— start Extracted entries —
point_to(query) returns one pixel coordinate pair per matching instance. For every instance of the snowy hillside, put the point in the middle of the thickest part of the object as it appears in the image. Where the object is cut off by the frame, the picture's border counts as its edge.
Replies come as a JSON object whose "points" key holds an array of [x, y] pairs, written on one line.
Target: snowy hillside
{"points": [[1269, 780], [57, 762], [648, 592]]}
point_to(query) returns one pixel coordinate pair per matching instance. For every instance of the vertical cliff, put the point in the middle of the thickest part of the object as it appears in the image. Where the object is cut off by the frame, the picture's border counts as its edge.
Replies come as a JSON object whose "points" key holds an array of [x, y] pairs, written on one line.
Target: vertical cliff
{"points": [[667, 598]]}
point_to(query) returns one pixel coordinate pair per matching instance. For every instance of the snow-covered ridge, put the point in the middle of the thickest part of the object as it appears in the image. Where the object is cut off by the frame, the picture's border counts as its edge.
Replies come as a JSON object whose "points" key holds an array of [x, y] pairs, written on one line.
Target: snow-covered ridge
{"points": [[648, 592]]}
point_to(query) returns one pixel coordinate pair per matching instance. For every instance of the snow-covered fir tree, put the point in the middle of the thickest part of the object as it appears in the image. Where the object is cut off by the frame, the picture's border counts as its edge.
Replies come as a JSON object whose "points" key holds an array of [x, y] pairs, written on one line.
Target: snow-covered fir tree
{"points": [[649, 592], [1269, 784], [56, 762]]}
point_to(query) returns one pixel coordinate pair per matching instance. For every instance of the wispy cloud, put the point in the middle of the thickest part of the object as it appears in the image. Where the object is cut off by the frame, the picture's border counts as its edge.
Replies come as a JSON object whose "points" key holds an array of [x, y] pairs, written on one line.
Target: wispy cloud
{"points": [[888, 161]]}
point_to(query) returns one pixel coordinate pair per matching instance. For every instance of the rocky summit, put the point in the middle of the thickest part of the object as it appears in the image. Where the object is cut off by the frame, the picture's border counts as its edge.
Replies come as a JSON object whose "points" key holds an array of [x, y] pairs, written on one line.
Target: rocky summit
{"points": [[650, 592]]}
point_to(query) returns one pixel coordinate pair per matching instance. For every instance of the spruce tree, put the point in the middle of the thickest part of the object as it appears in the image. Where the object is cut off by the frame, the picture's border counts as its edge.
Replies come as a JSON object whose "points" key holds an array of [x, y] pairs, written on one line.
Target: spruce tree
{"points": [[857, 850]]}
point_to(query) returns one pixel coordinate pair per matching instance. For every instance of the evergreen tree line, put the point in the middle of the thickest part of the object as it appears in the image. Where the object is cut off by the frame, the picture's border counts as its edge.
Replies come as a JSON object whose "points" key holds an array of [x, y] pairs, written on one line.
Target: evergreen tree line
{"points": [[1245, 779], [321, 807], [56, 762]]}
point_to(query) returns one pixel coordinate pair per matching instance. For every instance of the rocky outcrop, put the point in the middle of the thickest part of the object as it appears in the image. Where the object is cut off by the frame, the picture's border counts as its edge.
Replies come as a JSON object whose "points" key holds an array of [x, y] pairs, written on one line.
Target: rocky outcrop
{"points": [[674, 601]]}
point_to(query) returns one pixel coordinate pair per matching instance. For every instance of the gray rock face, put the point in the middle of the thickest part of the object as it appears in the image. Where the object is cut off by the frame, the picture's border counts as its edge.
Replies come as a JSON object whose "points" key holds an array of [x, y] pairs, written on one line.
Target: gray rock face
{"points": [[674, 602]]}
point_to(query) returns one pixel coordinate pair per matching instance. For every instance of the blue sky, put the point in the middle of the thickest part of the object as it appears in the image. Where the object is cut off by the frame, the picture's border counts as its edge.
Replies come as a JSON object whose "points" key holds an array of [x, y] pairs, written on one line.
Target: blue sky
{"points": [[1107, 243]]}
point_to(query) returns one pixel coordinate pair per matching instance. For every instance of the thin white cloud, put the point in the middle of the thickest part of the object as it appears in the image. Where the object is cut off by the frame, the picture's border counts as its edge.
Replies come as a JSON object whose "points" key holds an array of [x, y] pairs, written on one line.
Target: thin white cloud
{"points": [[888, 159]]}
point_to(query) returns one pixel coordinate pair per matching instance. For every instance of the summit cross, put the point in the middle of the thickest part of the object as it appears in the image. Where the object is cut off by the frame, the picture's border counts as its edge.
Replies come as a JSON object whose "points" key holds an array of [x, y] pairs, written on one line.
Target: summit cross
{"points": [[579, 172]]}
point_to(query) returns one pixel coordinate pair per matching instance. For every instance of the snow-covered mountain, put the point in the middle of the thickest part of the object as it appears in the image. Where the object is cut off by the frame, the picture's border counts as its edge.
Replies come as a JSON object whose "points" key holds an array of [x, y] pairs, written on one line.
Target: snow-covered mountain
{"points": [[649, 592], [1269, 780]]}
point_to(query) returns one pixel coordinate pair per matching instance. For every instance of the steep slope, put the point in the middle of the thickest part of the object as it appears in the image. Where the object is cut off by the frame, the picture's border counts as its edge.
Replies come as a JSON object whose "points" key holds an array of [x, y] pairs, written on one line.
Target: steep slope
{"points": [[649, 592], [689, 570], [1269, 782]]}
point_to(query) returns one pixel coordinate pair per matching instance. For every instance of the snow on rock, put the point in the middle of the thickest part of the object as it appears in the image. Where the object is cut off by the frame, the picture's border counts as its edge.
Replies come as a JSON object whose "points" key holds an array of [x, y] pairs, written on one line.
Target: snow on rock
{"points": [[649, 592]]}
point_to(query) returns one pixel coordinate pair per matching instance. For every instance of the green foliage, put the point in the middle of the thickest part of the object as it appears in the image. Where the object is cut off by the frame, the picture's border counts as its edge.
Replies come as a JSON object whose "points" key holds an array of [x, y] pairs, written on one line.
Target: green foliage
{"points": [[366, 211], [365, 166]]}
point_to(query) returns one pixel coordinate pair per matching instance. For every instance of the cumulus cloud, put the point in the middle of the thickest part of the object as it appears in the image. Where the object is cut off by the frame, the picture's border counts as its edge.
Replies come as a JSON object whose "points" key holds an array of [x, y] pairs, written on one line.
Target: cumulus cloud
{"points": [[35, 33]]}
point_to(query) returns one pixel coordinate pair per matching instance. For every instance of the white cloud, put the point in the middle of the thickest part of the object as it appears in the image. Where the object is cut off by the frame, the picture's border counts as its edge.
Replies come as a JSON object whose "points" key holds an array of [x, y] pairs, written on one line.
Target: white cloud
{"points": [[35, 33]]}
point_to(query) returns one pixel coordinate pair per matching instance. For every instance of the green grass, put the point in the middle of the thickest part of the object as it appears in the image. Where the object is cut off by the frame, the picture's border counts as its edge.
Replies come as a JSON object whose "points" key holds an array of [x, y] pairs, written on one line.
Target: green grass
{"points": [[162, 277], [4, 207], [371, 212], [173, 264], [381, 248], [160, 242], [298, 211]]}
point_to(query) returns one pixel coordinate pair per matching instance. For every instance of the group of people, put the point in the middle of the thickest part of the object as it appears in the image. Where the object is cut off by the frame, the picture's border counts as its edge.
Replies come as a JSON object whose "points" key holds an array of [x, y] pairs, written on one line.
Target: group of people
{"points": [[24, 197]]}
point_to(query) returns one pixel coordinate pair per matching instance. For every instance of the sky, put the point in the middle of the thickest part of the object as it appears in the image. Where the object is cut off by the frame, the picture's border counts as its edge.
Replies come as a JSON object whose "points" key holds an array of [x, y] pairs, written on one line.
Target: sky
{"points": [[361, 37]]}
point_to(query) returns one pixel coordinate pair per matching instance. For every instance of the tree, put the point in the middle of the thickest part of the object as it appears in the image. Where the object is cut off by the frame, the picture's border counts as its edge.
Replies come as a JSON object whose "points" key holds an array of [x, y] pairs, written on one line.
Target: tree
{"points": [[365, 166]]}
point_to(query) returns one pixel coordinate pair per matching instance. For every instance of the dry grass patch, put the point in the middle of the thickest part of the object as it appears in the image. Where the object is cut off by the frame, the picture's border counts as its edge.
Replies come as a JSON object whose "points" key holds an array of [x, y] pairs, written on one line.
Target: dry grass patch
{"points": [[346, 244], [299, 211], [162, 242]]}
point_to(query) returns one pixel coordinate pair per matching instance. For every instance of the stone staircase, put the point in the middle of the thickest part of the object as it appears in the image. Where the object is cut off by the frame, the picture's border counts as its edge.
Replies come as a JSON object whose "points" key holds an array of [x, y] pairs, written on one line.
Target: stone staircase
— end Extracted entries —
## What you should do
Render the lines from the first one up to and including the line that contains "Target: snowy hillside" as a Markdown table. Use the column names Row and Line, number each row, and leave out blank lines.

## Complete answer
| Row | Line |
|---|---|
| 1 | point_to(query) returns one pixel coordinate pair per matching instance. For every instance of the snowy hillside, put the point in the middle of the thickest part of the object as it appears in the image. Where the object is cut off by the frame, the picture's border counts as its edge. |
| 2 | Replies come as a JSON object whose "points" key holds an array of [x, y] pairs, written on one line. |
| 3 | Target: snowy hillside |